# Start of PROVIDED PASSAGE

From prior studies, we have seen success on end-to-end ASR compression through sparse network pruning [17, 18, 19, 20, 21] and model quantization [22, 23, 24, 25] However, compressing these massive universal speech models can lead to new challenges on the top of regular end-to-end models. For example, USMs have much large model sizes, and therefore higher compression ratios are needed to reach the efficiency requirements for deployments. More importantly, most current compression methods have considerable quality regressions at high compression ratios (e.g., >75% sparsity, 2-bit quantization), which could lead to inferior user experiences when deployed to productions.

This motives us to investigate the effectiveness of compressing the model from different perspectives at the same time: quantization reduces the model complexity from the parameter precision, while sparsity focusing on the matrix topology. Accordingly, we propose a USM fine-tuning approach for ASR, with a low-bit quantization and $N$ : $M$ structured sparsity [26] aware paradigm on model weights, where both techniques are hardware friendly and are supported by modern GPUs and TPUs. During forward-propagation, we first perform magnitude pruning on a weight matrix with $N$ : $M$ sparsity, and then, we perform per-channel quantization on the non-zero weights. At back-propagation time, we adopt straight through estimator (STE) [27] to bypass the quantization rounding functions.

We conducted extensive experiments on a large-scale voice search dataset with the 2-billion parameter CTC USM backbone from [15] to evaluate the proposed approach. With our proposed approach of 4-bit quantization and 2:4 sparsity aware training scheme, the model size can be reduced to 9.4% of the float32 size, at the cost of only 7.3% of relative WER regressions. Additionally, we systematically benchmark and analyze the effectiveness of quantization and sparsity through an ablation study, and we discuss the results with related studies. These benchmarks and discussions provide useful information for future research and productions.

# End of PROVIDED PASSAGE

TASKS AND EXERCISES:
- 1) Echo the stretch from "This motives us" through "quantization rounding functions." in the passage on compressing speech models.
- 2) Answer these questions from the passage on compressing speech models:
(a) What technique is adopted at back-propagation time to bypass the quantization rounding functions?
(b) How many parameters does the CTC USM backbone used in the experiments have?
(c) To what percentage of the float32 size can the model be reduced with 4-bit quantization and 2:4 sparsity aware training?

# Start of RECORDS SUPPLIED

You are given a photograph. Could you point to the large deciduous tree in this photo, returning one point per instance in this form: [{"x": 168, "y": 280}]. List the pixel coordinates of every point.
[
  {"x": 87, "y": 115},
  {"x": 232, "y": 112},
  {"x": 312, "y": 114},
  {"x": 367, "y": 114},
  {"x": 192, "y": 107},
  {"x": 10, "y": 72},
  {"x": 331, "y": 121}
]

# End of RECORDS SUPPLIED

SOLUTIONS:
- 1)
This motives us to investigate the effectiveness of compressing the model from different perspectives at the same time: quantization reduces the model complexity from the parameter precision, while sparsity focusing on the matrix topology. Accordingly, we propose a USM fine-tuning approach for ASR, with a low-bit quantization and $N$ : $M$ structured sparsity [26] aware paradigm on model weights, where both techniques are hardware friendly and are supported by modern GPUs and TPUs. During forward-propagation, we first perform magnitude pruning on a weight matrix with $N$ : $M$ sparsity, and then, we perform per-channel quantization on the non-zero weights. At back-propagation time, we adopt straight through estimator (STE) [27] to bypass the quantization rounding functions.

- 2)
(a) Straight through estimator (STE)
(b) 2 billion
(c) 9.4%